■ Job
Rewrite the stretch of records from the line that contains "Could you tag the clear plastic" through the line that contains "point(73, 417)" as a numbered list, leaving out any blank lines.

──────────────────────────────

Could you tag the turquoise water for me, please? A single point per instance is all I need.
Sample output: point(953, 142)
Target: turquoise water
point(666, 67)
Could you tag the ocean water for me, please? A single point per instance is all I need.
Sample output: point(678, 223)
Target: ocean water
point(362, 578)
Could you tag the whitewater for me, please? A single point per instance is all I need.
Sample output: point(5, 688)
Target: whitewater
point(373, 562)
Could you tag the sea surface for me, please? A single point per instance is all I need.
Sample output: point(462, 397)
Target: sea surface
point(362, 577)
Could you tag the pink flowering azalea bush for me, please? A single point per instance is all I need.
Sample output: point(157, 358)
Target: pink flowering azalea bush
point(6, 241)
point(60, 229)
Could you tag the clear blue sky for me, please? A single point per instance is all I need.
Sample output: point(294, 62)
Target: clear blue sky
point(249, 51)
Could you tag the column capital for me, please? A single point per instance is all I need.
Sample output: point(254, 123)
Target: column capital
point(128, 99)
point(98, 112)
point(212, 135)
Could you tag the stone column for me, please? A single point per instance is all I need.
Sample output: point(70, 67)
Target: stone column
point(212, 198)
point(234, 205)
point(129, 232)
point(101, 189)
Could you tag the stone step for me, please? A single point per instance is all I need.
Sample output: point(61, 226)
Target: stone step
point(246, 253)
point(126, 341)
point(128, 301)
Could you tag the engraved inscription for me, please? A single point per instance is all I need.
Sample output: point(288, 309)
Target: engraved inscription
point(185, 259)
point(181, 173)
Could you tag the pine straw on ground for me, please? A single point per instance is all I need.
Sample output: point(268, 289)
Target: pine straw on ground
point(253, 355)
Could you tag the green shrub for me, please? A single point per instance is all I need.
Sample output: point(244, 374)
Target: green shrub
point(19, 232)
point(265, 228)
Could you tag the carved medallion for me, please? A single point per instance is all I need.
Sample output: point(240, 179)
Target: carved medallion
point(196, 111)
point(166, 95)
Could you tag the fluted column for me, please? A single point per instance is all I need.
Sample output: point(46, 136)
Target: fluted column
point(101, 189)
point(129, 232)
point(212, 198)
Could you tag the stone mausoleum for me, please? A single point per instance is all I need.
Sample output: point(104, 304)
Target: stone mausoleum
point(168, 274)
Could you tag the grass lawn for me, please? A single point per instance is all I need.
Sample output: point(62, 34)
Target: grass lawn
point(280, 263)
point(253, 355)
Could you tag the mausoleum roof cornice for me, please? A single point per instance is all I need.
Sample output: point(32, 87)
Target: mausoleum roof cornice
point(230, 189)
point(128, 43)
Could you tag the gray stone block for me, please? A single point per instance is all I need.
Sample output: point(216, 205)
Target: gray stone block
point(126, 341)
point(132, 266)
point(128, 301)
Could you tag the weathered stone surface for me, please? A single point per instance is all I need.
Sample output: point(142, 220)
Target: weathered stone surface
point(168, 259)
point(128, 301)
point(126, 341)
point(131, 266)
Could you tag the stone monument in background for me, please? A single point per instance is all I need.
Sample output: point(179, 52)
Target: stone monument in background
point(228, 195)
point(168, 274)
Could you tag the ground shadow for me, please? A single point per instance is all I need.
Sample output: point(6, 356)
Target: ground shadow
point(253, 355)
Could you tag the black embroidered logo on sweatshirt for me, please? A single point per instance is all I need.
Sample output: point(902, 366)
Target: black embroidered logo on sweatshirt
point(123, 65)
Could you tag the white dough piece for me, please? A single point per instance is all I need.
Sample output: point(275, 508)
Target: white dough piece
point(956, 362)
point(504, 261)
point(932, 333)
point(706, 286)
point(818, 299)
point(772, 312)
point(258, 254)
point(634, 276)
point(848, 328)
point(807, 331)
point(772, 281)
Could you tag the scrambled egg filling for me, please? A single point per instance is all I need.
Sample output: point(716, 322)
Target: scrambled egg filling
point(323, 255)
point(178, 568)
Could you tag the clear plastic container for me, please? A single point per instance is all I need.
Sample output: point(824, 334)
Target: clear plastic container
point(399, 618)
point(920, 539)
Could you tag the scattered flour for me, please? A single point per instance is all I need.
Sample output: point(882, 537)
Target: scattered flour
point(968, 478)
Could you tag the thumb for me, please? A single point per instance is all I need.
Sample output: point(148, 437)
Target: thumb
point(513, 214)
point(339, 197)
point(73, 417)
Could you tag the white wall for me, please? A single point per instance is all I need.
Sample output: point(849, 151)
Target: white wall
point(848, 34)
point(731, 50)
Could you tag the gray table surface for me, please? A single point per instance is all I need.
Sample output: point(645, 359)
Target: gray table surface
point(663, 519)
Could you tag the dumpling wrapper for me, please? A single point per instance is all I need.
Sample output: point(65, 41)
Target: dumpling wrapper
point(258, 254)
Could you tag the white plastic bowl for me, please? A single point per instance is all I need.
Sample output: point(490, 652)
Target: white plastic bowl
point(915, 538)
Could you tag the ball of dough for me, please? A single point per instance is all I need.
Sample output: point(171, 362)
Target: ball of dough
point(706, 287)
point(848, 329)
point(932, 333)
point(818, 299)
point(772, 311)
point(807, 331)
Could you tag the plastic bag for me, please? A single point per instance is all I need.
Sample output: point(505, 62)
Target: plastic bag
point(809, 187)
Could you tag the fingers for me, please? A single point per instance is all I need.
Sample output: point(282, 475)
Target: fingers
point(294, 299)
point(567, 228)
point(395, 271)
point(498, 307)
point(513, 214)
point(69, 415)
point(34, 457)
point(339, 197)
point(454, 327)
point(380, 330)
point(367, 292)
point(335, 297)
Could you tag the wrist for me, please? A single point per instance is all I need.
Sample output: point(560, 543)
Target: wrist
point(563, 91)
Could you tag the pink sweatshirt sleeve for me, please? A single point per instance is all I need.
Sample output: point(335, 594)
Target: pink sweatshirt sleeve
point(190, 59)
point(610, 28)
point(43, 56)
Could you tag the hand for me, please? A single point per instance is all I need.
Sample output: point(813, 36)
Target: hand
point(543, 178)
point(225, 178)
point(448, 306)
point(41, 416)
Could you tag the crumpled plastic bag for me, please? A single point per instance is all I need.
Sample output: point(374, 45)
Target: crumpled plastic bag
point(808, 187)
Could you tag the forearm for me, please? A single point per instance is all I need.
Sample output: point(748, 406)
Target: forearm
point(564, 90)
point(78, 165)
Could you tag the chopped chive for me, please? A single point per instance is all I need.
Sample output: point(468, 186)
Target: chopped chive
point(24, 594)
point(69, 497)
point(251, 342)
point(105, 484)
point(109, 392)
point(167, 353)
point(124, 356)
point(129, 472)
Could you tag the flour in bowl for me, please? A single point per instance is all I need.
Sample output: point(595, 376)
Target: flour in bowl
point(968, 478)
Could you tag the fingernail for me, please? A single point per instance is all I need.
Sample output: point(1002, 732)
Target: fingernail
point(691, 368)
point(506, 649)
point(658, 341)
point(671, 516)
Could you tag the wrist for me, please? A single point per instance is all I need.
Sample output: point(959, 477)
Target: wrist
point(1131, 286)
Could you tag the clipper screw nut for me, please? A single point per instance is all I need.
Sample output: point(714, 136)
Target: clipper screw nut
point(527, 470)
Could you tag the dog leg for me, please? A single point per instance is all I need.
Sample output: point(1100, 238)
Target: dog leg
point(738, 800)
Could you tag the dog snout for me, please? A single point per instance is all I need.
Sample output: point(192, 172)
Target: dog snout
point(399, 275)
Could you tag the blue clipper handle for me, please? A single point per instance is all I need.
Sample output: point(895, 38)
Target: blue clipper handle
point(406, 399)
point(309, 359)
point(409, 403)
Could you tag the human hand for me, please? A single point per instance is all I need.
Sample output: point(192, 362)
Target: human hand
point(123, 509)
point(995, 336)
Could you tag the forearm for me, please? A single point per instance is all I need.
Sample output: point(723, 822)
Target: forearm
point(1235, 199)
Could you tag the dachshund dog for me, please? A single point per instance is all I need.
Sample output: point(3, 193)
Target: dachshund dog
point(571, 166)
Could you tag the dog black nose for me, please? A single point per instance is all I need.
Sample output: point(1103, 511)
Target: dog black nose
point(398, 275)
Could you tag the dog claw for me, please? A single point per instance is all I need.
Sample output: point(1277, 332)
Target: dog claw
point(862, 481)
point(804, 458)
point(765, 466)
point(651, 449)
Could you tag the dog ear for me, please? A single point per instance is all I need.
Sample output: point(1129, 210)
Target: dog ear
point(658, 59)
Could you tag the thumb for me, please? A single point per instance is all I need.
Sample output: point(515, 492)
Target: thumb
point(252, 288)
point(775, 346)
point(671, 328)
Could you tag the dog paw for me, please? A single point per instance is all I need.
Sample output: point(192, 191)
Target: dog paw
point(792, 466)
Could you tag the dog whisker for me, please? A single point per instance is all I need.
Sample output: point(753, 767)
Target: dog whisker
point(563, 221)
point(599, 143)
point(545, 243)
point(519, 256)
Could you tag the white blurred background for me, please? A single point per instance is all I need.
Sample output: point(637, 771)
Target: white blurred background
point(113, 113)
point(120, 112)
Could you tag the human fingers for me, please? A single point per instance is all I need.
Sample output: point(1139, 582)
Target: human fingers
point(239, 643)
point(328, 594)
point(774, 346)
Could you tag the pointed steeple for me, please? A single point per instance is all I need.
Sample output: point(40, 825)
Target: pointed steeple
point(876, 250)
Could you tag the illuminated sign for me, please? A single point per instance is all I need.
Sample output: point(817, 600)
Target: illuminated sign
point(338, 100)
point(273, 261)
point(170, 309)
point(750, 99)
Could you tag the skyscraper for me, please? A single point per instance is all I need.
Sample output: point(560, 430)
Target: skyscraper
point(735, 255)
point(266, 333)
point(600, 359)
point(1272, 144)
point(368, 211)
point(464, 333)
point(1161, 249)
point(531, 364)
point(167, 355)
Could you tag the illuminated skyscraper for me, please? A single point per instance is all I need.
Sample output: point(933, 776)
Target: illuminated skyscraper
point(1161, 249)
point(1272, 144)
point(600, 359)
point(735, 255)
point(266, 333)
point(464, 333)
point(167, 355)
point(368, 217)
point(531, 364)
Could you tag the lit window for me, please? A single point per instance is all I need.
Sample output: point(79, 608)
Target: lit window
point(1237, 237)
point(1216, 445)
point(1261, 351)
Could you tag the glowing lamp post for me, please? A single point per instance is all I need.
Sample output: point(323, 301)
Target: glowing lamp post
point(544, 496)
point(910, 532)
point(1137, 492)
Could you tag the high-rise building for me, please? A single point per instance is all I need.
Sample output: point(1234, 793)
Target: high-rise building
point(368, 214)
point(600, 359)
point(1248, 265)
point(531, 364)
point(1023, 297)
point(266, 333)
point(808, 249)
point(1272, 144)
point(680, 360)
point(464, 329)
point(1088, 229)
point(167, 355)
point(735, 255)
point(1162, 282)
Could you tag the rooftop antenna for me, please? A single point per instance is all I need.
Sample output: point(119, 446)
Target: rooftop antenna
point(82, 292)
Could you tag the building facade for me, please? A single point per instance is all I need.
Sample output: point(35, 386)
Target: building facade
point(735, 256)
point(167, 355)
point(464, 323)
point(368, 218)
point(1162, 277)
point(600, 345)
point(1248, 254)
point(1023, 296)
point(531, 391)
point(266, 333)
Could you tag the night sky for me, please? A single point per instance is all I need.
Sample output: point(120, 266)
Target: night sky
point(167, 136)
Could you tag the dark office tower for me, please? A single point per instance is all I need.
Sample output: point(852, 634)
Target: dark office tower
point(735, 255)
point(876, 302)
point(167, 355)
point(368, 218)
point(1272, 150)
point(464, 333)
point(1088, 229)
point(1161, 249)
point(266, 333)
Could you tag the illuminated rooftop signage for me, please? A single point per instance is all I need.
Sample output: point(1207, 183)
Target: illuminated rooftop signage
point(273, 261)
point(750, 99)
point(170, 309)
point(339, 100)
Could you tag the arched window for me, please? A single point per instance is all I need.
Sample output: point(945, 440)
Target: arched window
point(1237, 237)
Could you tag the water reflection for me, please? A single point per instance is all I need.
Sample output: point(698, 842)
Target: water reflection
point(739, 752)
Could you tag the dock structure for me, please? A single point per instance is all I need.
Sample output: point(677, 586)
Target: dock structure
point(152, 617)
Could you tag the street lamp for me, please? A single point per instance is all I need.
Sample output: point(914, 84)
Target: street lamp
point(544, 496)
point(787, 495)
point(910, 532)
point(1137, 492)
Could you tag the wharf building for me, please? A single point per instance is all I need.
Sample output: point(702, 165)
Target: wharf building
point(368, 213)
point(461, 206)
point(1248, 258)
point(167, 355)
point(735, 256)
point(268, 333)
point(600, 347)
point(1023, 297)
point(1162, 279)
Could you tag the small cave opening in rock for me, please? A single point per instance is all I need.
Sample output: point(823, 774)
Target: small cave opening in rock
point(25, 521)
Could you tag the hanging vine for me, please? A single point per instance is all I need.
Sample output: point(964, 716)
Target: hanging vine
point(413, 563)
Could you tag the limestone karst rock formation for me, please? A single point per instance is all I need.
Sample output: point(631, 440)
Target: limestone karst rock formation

──────────────────────────────

■ Written answer
1. Could you tag the clear plastic container for me, please? A single point per instance is all I need.
2. Sample output: point(824, 334)
3. Target: clear plastic container
4. point(399, 618)
5. point(920, 539)
6. Could you tag the scattered flour for me, please? A single point per instance is all I need.
7. Sample output: point(882, 537)
8. Target: scattered flour
9. point(968, 478)
10. Could you tag the thumb for me, please? A single point per instance is all I need.
11. Sample output: point(148, 437)
12. Target: thumb
13. point(513, 214)
14. point(339, 197)
15. point(73, 417)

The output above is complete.